— start of PROVIDED RECORDS —

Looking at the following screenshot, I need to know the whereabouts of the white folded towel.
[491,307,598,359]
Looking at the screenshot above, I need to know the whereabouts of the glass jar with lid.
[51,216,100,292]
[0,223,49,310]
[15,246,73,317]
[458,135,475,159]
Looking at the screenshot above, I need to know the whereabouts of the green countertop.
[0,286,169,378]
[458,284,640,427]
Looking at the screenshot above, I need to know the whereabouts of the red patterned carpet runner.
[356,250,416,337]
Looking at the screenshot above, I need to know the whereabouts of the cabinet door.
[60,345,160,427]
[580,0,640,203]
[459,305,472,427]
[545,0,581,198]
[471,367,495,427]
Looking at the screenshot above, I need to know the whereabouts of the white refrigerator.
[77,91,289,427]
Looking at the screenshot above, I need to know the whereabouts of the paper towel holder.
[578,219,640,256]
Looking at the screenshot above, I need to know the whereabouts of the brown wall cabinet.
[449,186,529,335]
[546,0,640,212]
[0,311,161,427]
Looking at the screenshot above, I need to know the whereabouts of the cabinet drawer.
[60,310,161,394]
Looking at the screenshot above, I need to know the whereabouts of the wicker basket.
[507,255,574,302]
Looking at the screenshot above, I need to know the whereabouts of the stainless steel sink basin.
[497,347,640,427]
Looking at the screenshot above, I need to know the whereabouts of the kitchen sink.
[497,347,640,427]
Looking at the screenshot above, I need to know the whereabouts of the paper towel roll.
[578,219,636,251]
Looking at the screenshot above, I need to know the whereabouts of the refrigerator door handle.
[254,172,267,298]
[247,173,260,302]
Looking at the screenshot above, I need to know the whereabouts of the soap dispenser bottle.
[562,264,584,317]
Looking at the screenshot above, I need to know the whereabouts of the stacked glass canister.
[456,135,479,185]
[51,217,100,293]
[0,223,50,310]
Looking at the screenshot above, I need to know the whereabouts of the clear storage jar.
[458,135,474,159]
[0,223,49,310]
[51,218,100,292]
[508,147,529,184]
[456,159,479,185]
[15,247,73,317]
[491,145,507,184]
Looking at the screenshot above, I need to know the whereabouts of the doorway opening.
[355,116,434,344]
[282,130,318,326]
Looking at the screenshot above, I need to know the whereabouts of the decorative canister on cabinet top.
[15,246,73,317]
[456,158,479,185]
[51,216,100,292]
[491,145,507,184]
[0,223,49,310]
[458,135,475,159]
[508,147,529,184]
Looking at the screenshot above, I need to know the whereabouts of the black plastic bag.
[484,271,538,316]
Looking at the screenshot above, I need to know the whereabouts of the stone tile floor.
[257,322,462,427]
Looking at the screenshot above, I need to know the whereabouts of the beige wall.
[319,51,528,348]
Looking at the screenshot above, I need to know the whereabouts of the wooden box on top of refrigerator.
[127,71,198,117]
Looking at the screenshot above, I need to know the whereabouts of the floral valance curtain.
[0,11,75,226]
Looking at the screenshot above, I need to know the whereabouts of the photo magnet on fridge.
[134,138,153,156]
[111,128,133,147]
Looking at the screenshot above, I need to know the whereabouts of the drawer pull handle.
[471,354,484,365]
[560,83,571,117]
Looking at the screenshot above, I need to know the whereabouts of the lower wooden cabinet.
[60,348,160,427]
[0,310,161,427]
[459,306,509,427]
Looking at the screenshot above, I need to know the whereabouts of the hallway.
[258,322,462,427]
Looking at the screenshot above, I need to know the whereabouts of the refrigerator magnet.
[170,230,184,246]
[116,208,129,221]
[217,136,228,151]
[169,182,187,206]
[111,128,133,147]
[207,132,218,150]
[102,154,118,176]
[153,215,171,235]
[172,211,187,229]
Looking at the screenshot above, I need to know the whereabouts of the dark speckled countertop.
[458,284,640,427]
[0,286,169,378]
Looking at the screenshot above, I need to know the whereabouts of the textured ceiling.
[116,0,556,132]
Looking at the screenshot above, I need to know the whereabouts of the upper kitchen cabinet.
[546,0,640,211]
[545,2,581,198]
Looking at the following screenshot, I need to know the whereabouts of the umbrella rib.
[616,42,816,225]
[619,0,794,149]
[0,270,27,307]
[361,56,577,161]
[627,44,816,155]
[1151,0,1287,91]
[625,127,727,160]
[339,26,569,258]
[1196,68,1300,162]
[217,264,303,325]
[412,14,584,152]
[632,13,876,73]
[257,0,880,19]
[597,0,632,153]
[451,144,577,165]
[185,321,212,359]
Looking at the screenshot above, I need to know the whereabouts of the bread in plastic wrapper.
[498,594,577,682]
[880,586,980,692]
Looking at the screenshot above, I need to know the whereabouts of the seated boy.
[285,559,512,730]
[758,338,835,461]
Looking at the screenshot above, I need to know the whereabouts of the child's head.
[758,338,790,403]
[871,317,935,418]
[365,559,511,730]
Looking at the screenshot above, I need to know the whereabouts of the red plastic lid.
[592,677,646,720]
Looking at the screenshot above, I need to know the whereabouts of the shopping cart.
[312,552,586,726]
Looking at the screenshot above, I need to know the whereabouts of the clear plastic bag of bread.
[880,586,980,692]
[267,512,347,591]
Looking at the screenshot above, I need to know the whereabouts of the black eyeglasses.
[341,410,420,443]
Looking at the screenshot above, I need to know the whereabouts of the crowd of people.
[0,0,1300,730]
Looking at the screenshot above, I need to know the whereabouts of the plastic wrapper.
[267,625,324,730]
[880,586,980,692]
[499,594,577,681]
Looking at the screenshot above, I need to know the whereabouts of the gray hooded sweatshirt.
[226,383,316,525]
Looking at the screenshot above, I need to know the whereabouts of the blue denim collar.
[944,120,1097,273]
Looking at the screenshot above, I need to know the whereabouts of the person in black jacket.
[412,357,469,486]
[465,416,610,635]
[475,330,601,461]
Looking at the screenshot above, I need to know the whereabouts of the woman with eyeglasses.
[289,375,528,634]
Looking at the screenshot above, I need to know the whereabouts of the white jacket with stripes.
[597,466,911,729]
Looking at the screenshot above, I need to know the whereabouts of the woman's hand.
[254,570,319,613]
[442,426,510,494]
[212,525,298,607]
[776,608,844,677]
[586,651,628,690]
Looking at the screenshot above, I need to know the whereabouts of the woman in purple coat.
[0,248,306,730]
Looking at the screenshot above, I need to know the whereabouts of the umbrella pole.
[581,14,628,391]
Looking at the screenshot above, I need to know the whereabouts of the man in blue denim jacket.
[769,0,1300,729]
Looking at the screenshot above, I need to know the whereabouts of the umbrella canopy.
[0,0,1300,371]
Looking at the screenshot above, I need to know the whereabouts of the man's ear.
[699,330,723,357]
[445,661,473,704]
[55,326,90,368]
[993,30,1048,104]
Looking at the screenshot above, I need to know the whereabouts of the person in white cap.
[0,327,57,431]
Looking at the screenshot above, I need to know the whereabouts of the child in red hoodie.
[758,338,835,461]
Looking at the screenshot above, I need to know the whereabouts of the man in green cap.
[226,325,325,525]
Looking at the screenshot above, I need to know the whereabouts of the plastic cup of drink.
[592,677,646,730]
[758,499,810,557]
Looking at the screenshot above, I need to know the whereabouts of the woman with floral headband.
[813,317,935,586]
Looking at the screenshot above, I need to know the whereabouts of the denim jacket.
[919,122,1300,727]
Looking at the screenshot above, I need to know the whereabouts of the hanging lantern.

— end of PROVIDED RECORDS —

- REQUIREMENTS -
Reproduce all of the data above line for line, with no changes.

- EXERCISE SOLUTION -
Looking at the following screenshot, I need to know the whereabouts of the white folded towel.
[491,307,598,359]
Looking at the screenshot above, I need to know the whereabouts of the glass jar with lid.
[51,216,100,292]
[0,223,49,310]
[15,246,73,317]
[458,135,475,159]
Looking at the screenshot above, I need to know the whereabouts of the green countertop.
[0,286,169,378]
[458,284,640,427]
Looking at the screenshot above, I need to know the whereabouts of the red patterned carpet runner.
[356,250,416,337]
Looking at the screenshot above, I need to know the whereabouts of the cabinet door.
[60,345,160,427]
[580,0,640,203]
[459,305,472,427]
[545,0,581,198]
[471,367,495,427]
Looking at the screenshot above, I need to know the whereabouts of the white refrigerator.
[77,91,289,427]
Looking at the screenshot above, I need to know the whereabouts of the paper towel holder.
[578,219,640,256]
Looking at the screenshot above, I need to know the whereabouts of the brown wall cabinet.
[449,186,529,335]
[546,0,640,212]
[0,311,161,427]
Looking at the screenshot above, I need to know the whereabouts of the cabinet drawer.
[60,310,161,394]
Looking at the screenshot above, I need to know the whereabouts of the wicker basket.
[507,255,574,302]
Looking at the screenshot above, I need to know the whereabouts of the stainless steel sink basin.
[497,347,640,427]
Looking at the screenshot above, I need to know the whereabouts of the kitchen sink.
[497,347,640,427]
Looking at the screenshot above, I need to know the whereabouts of the paper towel roll.
[578,219,636,251]
Looking at the screenshot above, I need to know the whereabouts of the refrigerator door handle.
[254,172,267,298]
[247,173,260,302]
Looking at the screenshot above, I need to know the whereabouts of the soap dispenser bottle.
[562,264,584,317]
Looking at the screenshot above, I need to know the whereabouts of the stacked glass canister.
[456,135,479,185]
[51,217,100,293]
[0,223,50,310]
Looking at the screenshot above, I need to know the whereabouts of the clear storage jar.
[458,135,474,159]
[0,223,49,310]
[51,218,100,292]
[508,147,529,184]
[456,159,479,185]
[15,247,73,317]
[491,145,507,184]
Looking at the screenshot above, I need to know the whereabouts of the doorway opening.
[355,116,434,344]
[282,130,318,326]
Looking at the screenshot above, I need to know the whereabouts of the decorative canister on cabinet top.
[15,246,73,317]
[456,158,479,185]
[51,216,100,292]
[491,145,507,184]
[0,223,49,310]
[458,135,475,159]
[508,147,529,184]
Looking at the screenshot above, I need to know the whereabouts of the black plastic bag.
[484,271,538,316]
Looking at the screenshot above, I need to know the whereabouts of the stone tile floor.
[257,322,462,427]
Looking at the screenshot above, I need to know the whereabouts of the beige wall.
[319,51,528,348]
Looking at the screenshot above, I need to know the whereabouts of the wooden box on top of refrigerator.
[127,71,198,117]
Looking at the screenshot above, I need to know the whereabouts of the floral valance curtain.
[0,11,75,226]
Looking at the screenshot above, I need to know the whereabouts of the photo magnet on fridge.
[134,138,153,156]
[111,128,133,147]
Looking at the screenshot above, I need to know the whereabouts of the drawer pull handle.
[471,354,484,365]
[560,83,571,117]
Looking at the screenshot above, I need to know the whereabouts of the lower wooden cabinet.
[60,348,160,427]
[0,310,161,427]
[459,306,509,427]
Looking at the screenshot above, I need to know the whereabouts of the hallway.
[258,322,462,427]
Looking at the screenshot above, I need to know the whereabouts of the refrigerator magnet.
[170,230,184,246]
[116,208,129,221]
[217,136,228,151]
[169,182,187,206]
[111,128,133,147]
[207,132,218,150]
[102,154,118,176]
[153,215,171,235]
[172,211,187,229]
Looking at the screenshot above, I need to know the whereabouts of the dark speckled countertop.
[458,284,640,427]
[0,286,169,378]
Looking at the screenshot above, I need to know the whereabouts of the textured ceiling.
[116,0,556,132]
Looking at the screenshot above, I need to know the whereabouts of the upper kitchen cabinet.
[546,0,640,211]
[545,2,581,198]
Looking at the following screenshot, I need to know the whereabouts of the umbrella rib.
[616,42,816,225]
[619,0,794,149]
[0,270,27,307]
[361,56,577,161]
[627,44,816,155]
[1151,0,1287,91]
[625,127,727,160]
[339,26,569,258]
[1196,68,1300,162]
[217,264,303,325]
[412,14,584,152]
[632,13,876,73]
[257,0,880,19]
[597,0,632,153]
[451,144,577,165]
[185,321,212,359]
Looking at the screenshot above, I need to know the whereabouts of the bread in plastic wrapper.
[498,594,577,682]
[880,586,980,692]
Looking at the screenshot above, I need to know the whereabouts of the seated boy.
[285,559,512,730]
[758,338,835,461]
Looking at the screenshot above, I need to know the whereabouts of the child's head.
[758,338,790,403]
[871,317,935,418]
[365,559,511,730]
Looking at the screenshot above, I need to know the whereabouts of the red plastic lid.
[592,677,646,720]
Looking at the screenshot above, I need to know the whereabouts of the shopping cart.
[312,552,586,726]
Looking at the screenshot above, I need to know the whereabouts of the clear plastic bag of bread.
[880,586,980,692]
[267,512,347,591]
Looking at the screenshot above, I need to know the whereabouts of the black eyeglasses.
[341,410,420,443]
Looking at the screenshot above, I need to know the whereabouts of the crowd of people.
[0,0,1300,730]
Looking at the screenshot above, I need to know the whereabouts of the plastic wrapper.
[267,625,324,730]
[880,586,980,692]
[499,594,577,681]
Looking at the screenshot above, I need to know the whereabouts of the gray hooded sweatshirt.
[226,383,316,525]
Looking at the screenshot above, I need to know the whereabouts of the blue denim collar.
[944,120,1097,273]
Looking at the screenshot above, I need to know the whereabouts of the person in black jacket.
[412,357,469,486]
[465,416,610,635]
[475,330,601,461]
Looking at the screenshot above, I need to know the whereabouts of the woman with eyeglasses.
[289,375,528,634]
Looking at the screenshot above, I need to know the whereabouts of the white jacket with stripes.
[597,466,911,729]
Looking at the screenshot above, I need to know the whereabouts of the woman's hand.
[254,570,319,613]
[442,426,510,494]
[212,525,298,607]
[776,608,844,677]
[586,651,628,690]
Looking at the screenshot above, I need to know the whereabouts of the woman in purple coat.
[0,248,306,730]
Looking at the screenshot above, I need to know the whereabouts of the umbrella pole.
[581,14,628,391]
Looking at the screenshot above, I need to know the whereabouts of the man in blue denim jacket.
[769,0,1300,729]
Looking at the screenshot above, I need to know the whereabouts of the umbrella canopy.
[0,0,1300,371]
Looking at the screenshot above, I need to know the whereabouts of the man's ear.
[699,330,723,357]
[445,661,473,704]
[55,326,90,368]
[993,30,1048,104]
Looking at the screenshot above, I need to know the whereabouts of the person in white cap.
[0,327,57,431]
Looking at the screenshot above, I need to know the whereabouts of the child in red hoodie.
[758,338,835,461]
Looking at the screenshot above, I need to know the whereabouts of the man in green cap.
[226,325,325,525]
Looking at the screenshot above, I need to know the whereabouts of the plastic cup of drink.
[592,677,646,730]
[758,499,810,557]
Looking at the screenshot above, I need to know the whereabouts of the woman with floral headband.
[813,317,935,586]
Looking at the screenshot above, I need to know the whereabouts of the denim jacket.
[919,122,1300,727]
Looking at the screenshot above, I need to know the whereabouts of the hanging lantern.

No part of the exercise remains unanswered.